◆ Description of the task
Transcribe the data that follows without changing a word, and omit the pictures.

◆ Data to use
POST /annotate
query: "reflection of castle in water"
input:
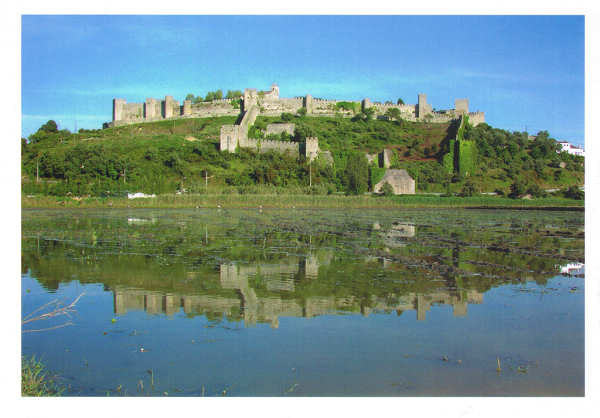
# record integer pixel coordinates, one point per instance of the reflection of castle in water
(275, 297)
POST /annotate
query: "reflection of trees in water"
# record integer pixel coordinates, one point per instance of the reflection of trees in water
(257, 268)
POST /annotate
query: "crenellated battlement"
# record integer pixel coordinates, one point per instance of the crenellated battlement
(269, 103)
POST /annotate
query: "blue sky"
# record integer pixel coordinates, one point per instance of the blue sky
(525, 72)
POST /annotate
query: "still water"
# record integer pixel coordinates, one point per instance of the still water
(308, 302)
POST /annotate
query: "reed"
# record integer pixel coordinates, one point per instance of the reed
(290, 201)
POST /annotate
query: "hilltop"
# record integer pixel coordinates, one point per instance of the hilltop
(183, 154)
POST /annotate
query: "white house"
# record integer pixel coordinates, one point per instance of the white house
(571, 149)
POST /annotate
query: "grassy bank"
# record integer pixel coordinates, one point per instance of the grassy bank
(300, 201)
(35, 379)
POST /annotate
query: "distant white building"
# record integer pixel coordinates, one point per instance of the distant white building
(571, 149)
(572, 269)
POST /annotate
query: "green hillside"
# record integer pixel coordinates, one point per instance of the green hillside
(183, 154)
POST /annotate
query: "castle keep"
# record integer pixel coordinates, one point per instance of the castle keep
(268, 103)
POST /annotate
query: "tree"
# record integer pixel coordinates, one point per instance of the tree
(49, 127)
(356, 174)
(468, 188)
(517, 188)
(574, 192)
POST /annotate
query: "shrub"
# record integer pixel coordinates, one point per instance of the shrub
(574, 192)
(468, 188)
(517, 188)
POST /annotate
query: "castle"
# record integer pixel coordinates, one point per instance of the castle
(268, 103)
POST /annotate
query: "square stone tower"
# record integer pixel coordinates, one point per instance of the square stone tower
(461, 106)
(118, 105)
(423, 108)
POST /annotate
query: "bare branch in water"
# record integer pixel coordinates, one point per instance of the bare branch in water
(56, 309)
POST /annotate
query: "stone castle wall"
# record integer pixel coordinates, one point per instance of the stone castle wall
(278, 128)
(269, 103)
(266, 145)
(475, 118)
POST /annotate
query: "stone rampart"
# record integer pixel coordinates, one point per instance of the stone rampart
(475, 118)
(278, 128)
(266, 145)
(275, 107)
(270, 104)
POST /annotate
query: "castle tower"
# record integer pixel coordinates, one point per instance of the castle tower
(366, 103)
(308, 103)
(423, 109)
(461, 106)
(152, 109)
(169, 102)
(118, 105)
(250, 98)
(187, 108)
(312, 148)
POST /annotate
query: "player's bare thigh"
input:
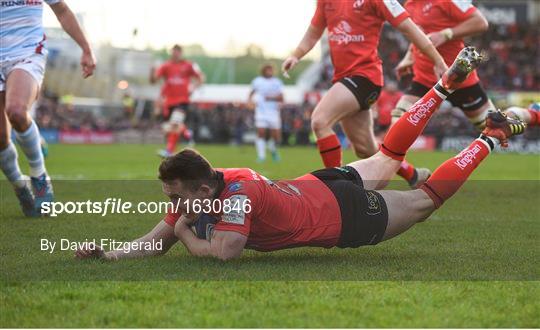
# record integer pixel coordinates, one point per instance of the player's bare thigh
(4, 124)
(21, 91)
(275, 134)
(358, 127)
(337, 104)
(475, 113)
(405, 209)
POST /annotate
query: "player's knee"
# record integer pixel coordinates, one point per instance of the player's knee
(424, 205)
(364, 149)
(17, 115)
(363, 143)
(319, 123)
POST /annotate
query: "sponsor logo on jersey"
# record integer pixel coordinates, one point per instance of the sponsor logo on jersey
(420, 111)
(374, 205)
(341, 34)
(236, 215)
(464, 158)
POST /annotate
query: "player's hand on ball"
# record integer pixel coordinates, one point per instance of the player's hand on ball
(88, 63)
(91, 251)
(288, 65)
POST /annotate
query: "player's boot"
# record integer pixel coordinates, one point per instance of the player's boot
(466, 61)
(43, 191)
(26, 198)
(422, 174)
(164, 153)
(502, 127)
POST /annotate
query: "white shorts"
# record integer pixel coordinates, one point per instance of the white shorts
(33, 64)
(268, 122)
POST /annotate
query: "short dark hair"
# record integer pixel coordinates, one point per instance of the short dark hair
(190, 167)
(266, 66)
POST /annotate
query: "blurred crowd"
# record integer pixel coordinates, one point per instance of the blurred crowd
(513, 52)
(514, 65)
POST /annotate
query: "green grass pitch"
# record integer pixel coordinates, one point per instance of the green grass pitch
(474, 263)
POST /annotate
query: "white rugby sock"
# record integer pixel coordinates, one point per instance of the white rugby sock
(30, 142)
(272, 145)
(10, 165)
(260, 145)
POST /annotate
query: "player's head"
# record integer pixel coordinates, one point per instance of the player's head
(187, 176)
(267, 70)
(176, 52)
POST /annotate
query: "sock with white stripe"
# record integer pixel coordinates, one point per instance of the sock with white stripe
(452, 174)
(30, 142)
(406, 130)
(260, 145)
(10, 165)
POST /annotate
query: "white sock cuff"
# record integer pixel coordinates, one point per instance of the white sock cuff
(31, 129)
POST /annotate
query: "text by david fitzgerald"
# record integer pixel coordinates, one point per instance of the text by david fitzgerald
(106, 244)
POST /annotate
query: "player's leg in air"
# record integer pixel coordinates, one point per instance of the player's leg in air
(21, 89)
(531, 116)
(260, 141)
(275, 137)
(352, 110)
(405, 208)
(267, 127)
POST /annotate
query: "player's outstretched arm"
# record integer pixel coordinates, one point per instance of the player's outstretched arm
(310, 39)
(474, 25)
(223, 245)
(70, 24)
(413, 33)
(162, 232)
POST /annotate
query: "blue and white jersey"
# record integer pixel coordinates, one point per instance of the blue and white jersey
(21, 28)
(266, 87)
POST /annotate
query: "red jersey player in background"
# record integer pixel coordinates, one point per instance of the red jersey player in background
(339, 206)
(354, 27)
(181, 77)
(446, 22)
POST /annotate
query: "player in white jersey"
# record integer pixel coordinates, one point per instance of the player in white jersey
(23, 54)
(267, 94)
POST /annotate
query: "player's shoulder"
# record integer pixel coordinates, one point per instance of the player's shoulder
(238, 174)
(239, 180)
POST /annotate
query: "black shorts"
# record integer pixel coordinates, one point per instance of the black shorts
(467, 99)
(364, 90)
(364, 215)
(175, 107)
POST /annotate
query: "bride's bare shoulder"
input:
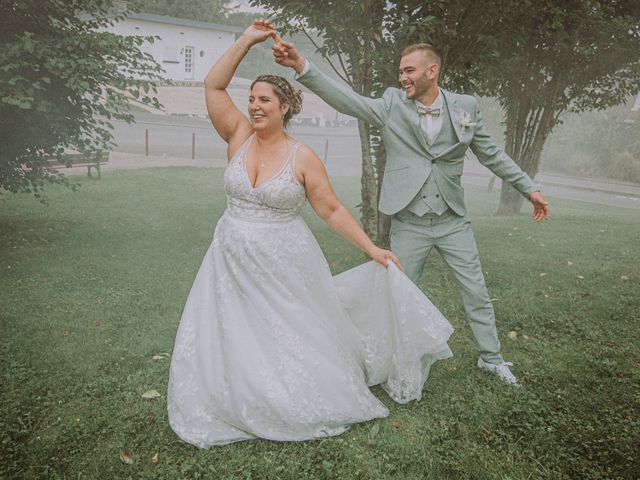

◆ Result for this task
POST /annotate
query: "reflection of castle in water"
input:
# record integer pixel coordinates, one point per instance of the reflection of castle in water
(275, 297)
POST /annotate
query: "reflection of trees in water"
# record integer pixel coordinates, one point per instance of the reflection of trees in water
(257, 268)
POST /annotate
query: "crenellated battlement"
# record integer pixel coordinates, one point per instance of the crenellated battlement
(269, 103)
POST /annotate
query: "blue sky"
# record integer pixel coordinates, one point per instance of the blue sky
(525, 72)
POST /annotate
query: "still water"
# record integer pixel coordinates, one point per instance of the still water
(308, 302)
POST /annotate
query: "reed"
# record integer pixel coordinates, one point per instance of the reed
(290, 201)
POST /annotate
query: "hilltop"
# record integer pixel coordinates, one point per instance of the hilltop
(183, 154)
POST /annotate
query: "white house"
# record integer pixel coordinates, one point per instance of the white house
(571, 149)
POST /annotate
query: "grassy bank"
# record integer pixel coordinates, one point per instance of the grassy bank
(300, 201)
(35, 379)
POST /annotate
query: "distant white building"
# record integer pixel coordinates, one point per instance of the distant white building
(571, 149)
(572, 269)
POST /annotate
query: "green hillside"
# record integer pixel coordinates, one point per instance of the green hillside
(183, 154)
POST /annotate
query: "castle keep"
# record integer pixel coordinates, one point per instance of the castle keep
(268, 103)
POST /annotate
query: "tree"
# record integer pixel coordinates, one point per instance of the tree
(49, 127)
(356, 174)
(468, 188)
(517, 188)
(574, 192)
POST /annotate
query: "shrub"
# record integer pixel coordinates, one point per instance of the shrub
(574, 192)
(468, 188)
(517, 188)
POST /annotate
query: "castle"
# record integer pixel coordinates, one point per instance of the castle
(268, 103)
POST /annotate
query: "square stone tower"
# record integer pixel coordinates, one point per instance of the square stone tower
(461, 106)
(118, 105)
(423, 108)
POST /annotate
query: "bare branch in water"
# record integer pixel coordinates, one point per instance of the bare branch in water
(56, 309)
POST /annotate
query: "stone castle wall"
# record integer pixel coordinates, one point per instance of the stone castle wall
(278, 128)
(269, 103)
(266, 145)
(475, 118)
POST /annotate
query: "stone rampart"
# record integer pixel coordinates, one point per instance of the stone rampart
(475, 118)
(278, 128)
(266, 145)
(275, 107)
(270, 104)
POST /annotate
query: "castle tower"
# record integer pixel coordinates, one point per instance of the castle tower
(366, 103)
(308, 103)
(423, 109)
(461, 106)
(152, 109)
(169, 102)
(118, 105)
(250, 98)
(187, 108)
(312, 148)
POST /annotate
query: "player's bare thigh"
input:
# record integer pixel coordinates, one point per instance of the player's bare thigh
(4, 124)
(21, 91)
(275, 134)
(358, 127)
(337, 104)
(475, 113)
(405, 209)
POST /annotate
query: "player's knee"
# record integer pixel coordinates, one point per instance of the player's knee
(424, 205)
(364, 149)
(17, 115)
(363, 143)
(319, 123)
POST /annotate
query: "sponsor logo on jersey"
# record integer pixel coordinates, one point per instance of the sponsor logo on jersey
(420, 111)
(374, 205)
(341, 34)
(236, 215)
(464, 158)
POST /annotate
query: "player's hand on ball"
# record integer pixel coordinates, one point per instance of the player's hand on ball
(88, 63)
(91, 251)
(288, 65)
POST /annotate
query: "player's boot"
# record integer pixel coordinates, one point per instance of the player's boot
(466, 61)
(43, 191)
(26, 198)
(422, 174)
(164, 153)
(502, 127)
POST /annotate
query: "white shorts"
# record integer pixel coordinates, one point per instance of the white shorts
(33, 64)
(268, 122)
POST /annotate
query: "short dark hair"
# record integer pixel coordinates, one point per instance of the short dark hair
(190, 167)
(266, 66)
POST /annotate
query: "blurred crowd"
# record integer pixel coordinates, one point per instance of the blurred crowd
(513, 52)
(514, 65)
POST /annotate
query: "green grass pitch"
# record integer pixel coordinates, one point per instance of the green grass pitch
(474, 263)
POST /annotate
query: "white rugby sock"
# record integer pixel coordinates, one point per instance of the white rugby sock
(30, 142)
(272, 145)
(10, 165)
(260, 145)
POST /annotate
query: "player's head"
# record integer pixel coordinates, one point per instance of the player's head
(187, 176)
(267, 70)
(176, 52)
POST /annotate
query: "sock with white stripe"
# record integer pixel coordinates, one point per instance of the sock with white stripe
(452, 174)
(30, 142)
(406, 130)
(260, 145)
(10, 165)
POST /annotate
query: "white sock cuff"
# record integer pixel coordinates, one point per instance of the white sock cuff
(31, 129)
POST /annotate
query: "text by david fitzgerald"
# record integer pixel coordinates, one point per instance of the text by david fitzgerald
(106, 244)
POST /annotate
query: "player's leg in air"
# record integer pixel coordinates, one point per instance of the player's leg in air
(21, 89)
(531, 116)
(260, 141)
(275, 137)
(352, 110)
(405, 208)
(267, 127)
POST /annotate
query: "player's outstretched arm"
# record integer pixel coordinates, one point per instance of the player's outstretched arm
(310, 39)
(474, 25)
(223, 245)
(70, 24)
(413, 33)
(162, 232)
POST /annotate
query: "blue and white jersey"
# record integer pixel coordinates, one point per instance of the blue and white jersey
(21, 28)
(266, 87)
POST /annotate
query: "red jersey player in background"
# record integer pixel coordinates, one point per instance of the red jersey player in background
(339, 206)
(354, 27)
(181, 77)
(446, 22)
POST /annotate
query: "player in white jersey"
# record integer pixel coordinates, one point per instance of the player in white jersey
(23, 54)
(267, 94)
POST /annotate
query: "player's shoulder"
# record integer pixel coordinates, one point per instance of the player's shoulder
(238, 174)
(239, 180)
POST /annotate
query: "black shorts"
# record integer pixel coordinates, one point per instance of the black shorts
(467, 99)
(364, 90)
(364, 215)
(175, 107)
POST /annotate
query: "bride's bare shoulder"
input:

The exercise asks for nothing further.